- **GIVEN PASSAGE**

The Center for Medicare and Medicaid Services (CMS) released a national coverage determination last week regarding annual lung cancer screening for eligible beneficiaries. Coverage is effective immediately. The Medicare program will cover lung cancer screening with low dose computed tomography (LDCT) for beneficiaries between the ages of 55 – 77 years who have no signs or symptoms of lung cancer, but either have a smoking history of at least 30 years of smoking one pack per day, the beneficiary is a current smoker, or one who has quit smoking within the last 15 years.
The beneficiary may receive a written order for the screening by a physician or qualified non-physician practitioner during a lung cancer screening counseling and shared decision making visit. The visit must include the following elements document in the medical record:
- Determination of beneficiary eligibility: including age, absence of signs or symptoms of lung cancer, a specific calculation of cigarette smoking pack-years; if a former smoker and the number of years since quitting;
- Shared decision making: including the use of one or more decision aids, to include benefits and harms of screening, follow-up diagnostic testing, over-diagnosis, false positive rate and total radiation exposure;
- Counseling: on the importance of adherence to annual lung cancer LDCT screening, impact of comorbidities and ability or willingness to undergo diagnosis and treatment; the importance of maintaining cigarette smoking abstinence if former smoker; or the importance of smoking cessation if current smoker and, if appropriate, furnishing of information about tobacco cessation interventions; and
- A written order: if determined that the screening is appropriate.

- **WORK REQUEST**
Output the passage from the Medicare lung cancer screening text above, starting at "The Center for" and ending at "last 15 years.", without changing a word.

- **DATA EXTRACT**

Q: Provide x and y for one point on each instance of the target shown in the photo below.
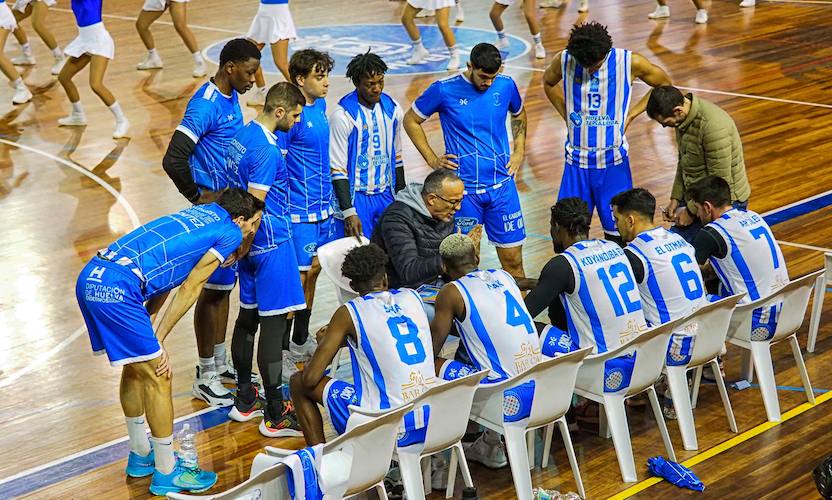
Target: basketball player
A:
(473, 107)
(442, 11)
(273, 24)
(530, 11)
(365, 148)
(595, 104)
(590, 282)
(37, 9)
(195, 161)
(388, 336)
(94, 47)
(182, 250)
(8, 25)
(270, 286)
(310, 185)
(153, 10)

- **OUTPUT FOR THIS TASK**
The Center for Medicare and Medicaid Services (CMS) released a national coverage determination last week regarding annual lung cancer screening for eligible beneficiaries. Coverage is effective immediately. The Medicare program will cover lung cancer screening with low dose computed tomography (LDCT) for beneficiaries between the ages of 55 – 77 years who have no signs or symptoms of lung cancer, but either have a smoking history of at least 30 years of smoking one pack per day, the beneficiary is a current smoker, or one who has quit smoking within the last 15 years.